(Data shown)
•••••
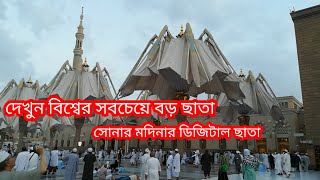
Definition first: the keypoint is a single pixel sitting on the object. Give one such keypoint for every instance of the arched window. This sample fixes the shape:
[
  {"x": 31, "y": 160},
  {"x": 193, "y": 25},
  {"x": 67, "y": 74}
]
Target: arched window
[
  {"x": 174, "y": 144},
  {"x": 223, "y": 143}
]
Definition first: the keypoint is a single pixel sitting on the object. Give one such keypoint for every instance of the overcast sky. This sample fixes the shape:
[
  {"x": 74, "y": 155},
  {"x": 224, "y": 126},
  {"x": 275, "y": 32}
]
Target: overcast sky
[{"x": 38, "y": 36}]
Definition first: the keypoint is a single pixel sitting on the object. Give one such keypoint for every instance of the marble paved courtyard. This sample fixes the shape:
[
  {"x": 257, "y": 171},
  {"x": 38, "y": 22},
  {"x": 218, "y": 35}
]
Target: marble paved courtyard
[{"x": 189, "y": 172}]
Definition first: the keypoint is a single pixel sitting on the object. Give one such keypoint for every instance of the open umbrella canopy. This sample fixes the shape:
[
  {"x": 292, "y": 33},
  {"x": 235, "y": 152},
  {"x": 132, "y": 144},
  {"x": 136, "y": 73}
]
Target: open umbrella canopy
[
  {"x": 183, "y": 64},
  {"x": 86, "y": 85},
  {"x": 260, "y": 99},
  {"x": 23, "y": 91}
]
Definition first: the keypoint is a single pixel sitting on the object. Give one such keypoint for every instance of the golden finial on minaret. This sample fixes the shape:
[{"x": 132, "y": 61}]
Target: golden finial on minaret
[
  {"x": 181, "y": 31},
  {"x": 81, "y": 16},
  {"x": 241, "y": 73}
]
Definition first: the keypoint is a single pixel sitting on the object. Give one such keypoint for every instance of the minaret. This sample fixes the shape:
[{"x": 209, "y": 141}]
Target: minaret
[{"x": 77, "y": 59}]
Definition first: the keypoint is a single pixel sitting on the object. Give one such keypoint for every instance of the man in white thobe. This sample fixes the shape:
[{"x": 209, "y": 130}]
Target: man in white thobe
[
  {"x": 277, "y": 163},
  {"x": 286, "y": 163},
  {"x": 21, "y": 159},
  {"x": 176, "y": 164},
  {"x": 153, "y": 168},
  {"x": 144, "y": 160},
  {"x": 169, "y": 165}
]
•••••
(What to work on) Could the material above be written out again word for word, with the pictures dropped?

(Result)
Definition first: the keypoint is a single pixel sitting on the object. Give one such keypoint for every instance of the arched window. This sample fixes the shape:
[
  {"x": 31, "y": 160},
  {"x": 193, "y": 25},
  {"x": 67, "y": 74}
]
Target: arched window
[
  {"x": 174, "y": 144},
  {"x": 223, "y": 143}
]
Definition first: the keypoint is a single pixel sitting on the object. Give one such keypoint for every instance of the overcast sky. This sample fixes the shape:
[
  {"x": 74, "y": 155},
  {"x": 224, "y": 126},
  {"x": 275, "y": 32}
]
Target: overcast sky
[{"x": 38, "y": 36}]
Definition first: the keypoint is a single pixel sitting on the object. Give one such keypoint for every instance of the marble paved courtyard. This sample fixes the shape:
[
  {"x": 257, "y": 171},
  {"x": 38, "y": 22},
  {"x": 218, "y": 35}
]
Target: marble paved courtyard
[{"x": 189, "y": 172}]
Definition first: the keypoint is a single pixel sitting on the object. Give one such keypoint for every instance of the open umbrella canopy. This sample fixes the shape:
[
  {"x": 292, "y": 33},
  {"x": 235, "y": 152},
  {"x": 132, "y": 144},
  {"x": 136, "y": 73}
]
Target: open umbrella canopy
[
  {"x": 183, "y": 64},
  {"x": 86, "y": 85},
  {"x": 260, "y": 99},
  {"x": 23, "y": 91}
]
Definition first: the keypoint is a single pixel sitting on the object. Give one such keypoint for every instance of the golden finial on minaret. This sample fixes the shape:
[{"x": 132, "y": 61}]
Target: golden finial on minaret
[
  {"x": 181, "y": 31},
  {"x": 81, "y": 16},
  {"x": 241, "y": 73}
]
Definition first: the keypoint is a single pixel sitting on the object. Give one such keypoint for every instance of the minaret. This sample fixes the shape:
[{"x": 209, "y": 141}]
Target: minaret
[{"x": 77, "y": 59}]
Definition first: the keypoint is a single pixel sitting on the object. Give one such keypoint for every instance of the man in white thobe. This sample fixes the shape:
[{"x": 209, "y": 130}]
Target: man in white thobe
[
  {"x": 277, "y": 163},
  {"x": 286, "y": 163},
  {"x": 21, "y": 159},
  {"x": 176, "y": 164},
  {"x": 153, "y": 168},
  {"x": 144, "y": 160},
  {"x": 169, "y": 165}
]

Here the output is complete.